EL PASADO EN CUESTIÓN

CONCIENCIA DEL PASADO, INCONSCIENCIA DEL FUTURO

MIRANDO LA SOMBRA DE LA OBJETIVIDAD

BIBLIOGRAFÍA

El autor

Luis Felipe Valencia Tamayo (Manizales, Colombia) es profesor de Literatura y Humanidades en la Universidad de Manizales. Historia e historiadores es su primer libro de ensayo. Precisamente la reflexión sobre la narración y las formas en las que se puede ver el pasado ha sido uno de los terrenos en los que más ha destacado en su quehacer intelectual. Combina frecuentemente la escritura de obras de ficción con la indagación en ensayos y artículos acerca de los elementos que componen el estudio tanto de la literatura, como de la historia, el cine, el arte, la filosofía, la sociedad y el mundo contemporáneo. Sus cursos universitarios permiten a numerosos jóvenes periodistas e investigadores apropiarse de conceptos y reflexiones que les permiten ser profesionales mucho más responsables y rigurosos. Dirige un programa de radio sobre cultura contemporánea y libros en la radio universitaria UMRadio y asiste la formación de jóvenes hábiles con la pluma con un semillero de escritura creativa, también desde la Universidad de Manizales. Ha obtenido diversos reconocimientos por su obra de ficción, entre los que se pueden destacar los premios de Cuento La Monstrua de Literatura Fantástica (Vavelia, Guadalajara-México, 2007), El Camino de los Mitos (Evohé, Madrid–España, 2007 y 2010) y Ciudad de Barrancabermeja (Alcaldía de Barrancabermeja-Colombia, 2012), así como el Premio de Ensayo sobre arte Alenarte (Revista Alenarte, Madrid-España, 2008), y ha sido finalista de los certámenes literarios Palabra sin Fronteras (Bruma Ediciones, Córdoba-Argentina, 2012) y Narrativa Breve Canal de Literatura (Murcia-España, 2012). Tiene en preparación su primera novela y colabora activamente en la publicación de artículos, cuentos y reseñas literarias en diversos suplementos y revistas culturales.

++++++++++

▸ Ejercicio escrito:
Repite el fragmento completo, palabra por palabra y sin ningún cambio. Los datos no tienen relación alguna con el fragmento.

▸ Datos proporcionados:

++++++++++

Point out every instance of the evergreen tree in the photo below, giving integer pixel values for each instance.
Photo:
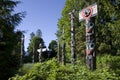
(107, 22)
(9, 40)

++++++++++

▸ Solución:
EL PASADO EN CUESTIÓN

CONCIENCIA DEL PASADO, INCONSCIENCIA DEL FUTURO

MIRANDO LA SOMBRA DE LA OBJETIVIDAD

BIBLIOGRAFÍA

El autor

Luis Felipe Valencia Tamayo (Manizales, Colombia) es profesor de Literatura y Humanidades en la Universidad de Manizales. Historia e historiadores es su primer libro de ensayo. Precisamente la reflexión sobre la narración y las formas en las que se puede ver el pasado ha sido uno de los terrenos en los que más ha destacado en su quehacer intelectual. Combina frecuentemente la escritura de obras de ficción con la indagación en ensayos y artículos acerca de los elementos que componen el estudio tanto de la literatura, como de la historia, el cine, el arte, la filosofía, la sociedad y el mundo contemporáneo. Sus cursos universitarios permiten a numerosos jóvenes periodistas e investigadores apropiarse de conceptos y reflexiones que les permiten ser profesionales mucho más responsables y rigurosos. Dirige un programa de radio sobre cultura contemporánea y libros en la radio universitaria UMRadio y asiste la formación de jóvenes hábiles con la pluma con un semillero de escritura creativa, también desde la Universidad de Manizales. Ha obtenido diversos reconocimientos por su obra de ficción, entre los que se pueden destacar los premios de Cuento La Monstrua de Literatura Fantástica (Vavelia, Guadalajara-México, 2007), El Camino de los Mitos (Evohé, Madrid–España, 2007 y 2010) y Ciudad de Barrancabermeja (Alcaldía de Barrancabermeja-Colombia, 2012), así como el Premio de Ensayo sobre arte Alenarte (Revista Alenarte, Madrid-España, 2008), y ha sido finalista de los certámenes literarios Palabra sin Fronteras (Bruma Ediciones, Córdoba-Argentina, 2012) y Narrativa Breve Canal de Literatura (Murcia-España, 2012). Tiene en preparación su primera novela y colabora activamente en la publicación de artículos, cuentos y reseñas literarias en diversos suplementos y revistas culturales.